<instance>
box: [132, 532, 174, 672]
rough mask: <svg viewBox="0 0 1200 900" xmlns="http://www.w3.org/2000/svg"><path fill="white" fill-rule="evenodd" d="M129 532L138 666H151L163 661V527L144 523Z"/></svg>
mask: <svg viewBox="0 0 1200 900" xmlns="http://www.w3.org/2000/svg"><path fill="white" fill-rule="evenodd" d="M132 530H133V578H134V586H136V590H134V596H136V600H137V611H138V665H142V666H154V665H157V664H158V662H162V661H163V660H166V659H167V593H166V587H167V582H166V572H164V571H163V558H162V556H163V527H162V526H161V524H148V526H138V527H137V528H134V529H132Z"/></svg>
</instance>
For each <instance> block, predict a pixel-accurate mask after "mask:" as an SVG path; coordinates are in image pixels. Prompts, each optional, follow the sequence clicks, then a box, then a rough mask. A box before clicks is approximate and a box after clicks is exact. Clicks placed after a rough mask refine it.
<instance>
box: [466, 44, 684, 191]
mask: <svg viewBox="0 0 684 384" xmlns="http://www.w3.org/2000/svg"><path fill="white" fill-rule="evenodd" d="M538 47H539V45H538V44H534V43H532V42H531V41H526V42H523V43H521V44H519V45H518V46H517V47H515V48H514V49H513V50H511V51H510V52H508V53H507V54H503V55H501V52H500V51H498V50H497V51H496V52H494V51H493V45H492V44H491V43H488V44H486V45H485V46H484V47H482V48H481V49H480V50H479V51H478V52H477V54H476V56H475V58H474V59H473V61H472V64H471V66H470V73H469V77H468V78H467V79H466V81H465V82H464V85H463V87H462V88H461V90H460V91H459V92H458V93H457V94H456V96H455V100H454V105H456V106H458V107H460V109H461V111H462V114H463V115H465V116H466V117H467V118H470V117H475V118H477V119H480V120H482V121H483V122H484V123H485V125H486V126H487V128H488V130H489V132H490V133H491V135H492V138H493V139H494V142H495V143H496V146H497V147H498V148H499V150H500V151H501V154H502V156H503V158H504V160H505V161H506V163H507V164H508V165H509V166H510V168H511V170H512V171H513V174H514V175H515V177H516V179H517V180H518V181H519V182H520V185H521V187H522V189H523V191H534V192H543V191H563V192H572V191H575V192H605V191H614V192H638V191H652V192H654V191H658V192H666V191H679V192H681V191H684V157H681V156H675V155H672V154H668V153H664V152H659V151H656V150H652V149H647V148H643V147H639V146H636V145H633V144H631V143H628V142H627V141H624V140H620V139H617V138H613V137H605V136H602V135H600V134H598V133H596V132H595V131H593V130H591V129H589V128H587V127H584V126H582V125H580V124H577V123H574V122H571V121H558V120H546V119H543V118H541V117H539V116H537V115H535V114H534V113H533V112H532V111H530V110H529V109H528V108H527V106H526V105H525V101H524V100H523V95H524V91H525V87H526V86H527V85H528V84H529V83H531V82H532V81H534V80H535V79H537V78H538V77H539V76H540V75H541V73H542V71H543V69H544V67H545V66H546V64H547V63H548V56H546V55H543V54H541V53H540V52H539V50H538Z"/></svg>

**AUFTRAG**
Gib sämtliche Zeilen oben als JSON-Liste von Zeichenketten wieder, mit einem Eintrag pro Zeile. Leere Zeilen lässt du weg.

**ANTWORTFELD**
[
  "<instance>",
  "box: [132, 532, 174, 672]",
  "rough mask: <svg viewBox=\"0 0 1200 900\" xmlns=\"http://www.w3.org/2000/svg\"><path fill=\"white\" fill-rule=\"evenodd\" d=\"M129 532L138 666H151L163 661V527L144 523Z\"/></svg>",
  "mask: <svg viewBox=\"0 0 1200 900\" xmlns=\"http://www.w3.org/2000/svg\"><path fill=\"white\" fill-rule=\"evenodd\" d=\"M132 530H133V578H134V586H136V590H134V596H136V600H137V611H138V665H142V666H154V665H157V664H158V662H162V661H163V660H166V659H167V593H166V587H167V582H166V572H164V571H163V558H162V556H163V527H162V526H161V524H148V526H138V527H137V528H134V529H132Z\"/></svg>",
  "</instance>",
  "For each <instance> block, predict a pixel-accurate mask after \"mask:\" as an SVG path; coordinates are in image pixels. Prompts, each optional, follow the sequence clicks, then a box, then a rough mask. A box before clicks is approximate and a box after clicks is exact. Clicks placed after a rough mask refine it.",
  "<instance>",
  "box: [466, 44, 684, 191]",
  "mask: <svg viewBox=\"0 0 684 384\" xmlns=\"http://www.w3.org/2000/svg\"><path fill=\"white\" fill-rule=\"evenodd\" d=\"M538 47H539V45H538V44H534V43H532V42H531V41H526V42H523V43H521V44H519V45H518V46H517V47H515V48H514V49H513V50H511V51H510V52H508V53H507V54H503V55H501V52H500V51H498V50H497V51H496V52H494V51H493V45H492V44H491V43H488V44H486V45H485V46H484V47H482V48H481V49H480V50H479V51H478V52H477V54H476V56H475V58H474V59H473V61H472V64H471V66H470V73H469V77H468V78H467V79H466V81H465V82H464V85H463V87H462V88H461V90H460V91H459V92H458V93H457V94H456V96H455V100H454V105H456V106H458V107H460V109H461V111H462V114H463V115H465V116H466V117H467V118H470V117H475V118H477V119H480V120H482V121H483V122H484V123H485V125H486V126H487V128H488V130H489V132H490V133H491V135H492V138H493V139H494V142H495V143H496V146H497V147H498V148H499V150H500V151H501V154H502V156H503V158H504V160H505V161H506V163H507V164H508V165H509V166H510V168H511V170H512V171H513V174H514V175H515V177H516V179H517V180H518V181H519V182H520V185H521V187H522V189H523V191H534V192H543V191H563V192H572V191H575V192H605V191H614V192H638V191H652V192H654V191H658V192H666V191H679V192H681V191H684V157H681V156H675V155H672V154H668V153H664V152H659V151H656V150H652V149H647V148H643V147H639V146H636V145H633V144H631V143H628V142H627V141H624V140H620V139H617V138H613V137H605V136H602V135H600V134H598V133H596V132H595V131H593V130H591V129H589V128H587V127H584V126H582V125H580V124H577V123H574V122H571V121H558V120H546V119H543V118H541V117H539V116H537V115H535V114H534V113H533V112H532V111H530V110H529V109H528V108H527V106H526V105H525V101H524V100H523V95H524V91H525V87H526V86H527V85H528V84H529V83H531V82H532V81H534V80H535V79H537V78H538V77H539V76H540V75H541V73H542V71H543V69H544V67H545V66H546V64H547V63H548V56H546V55H543V54H541V53H540V52H539V50H538Z\"/></svg>"
]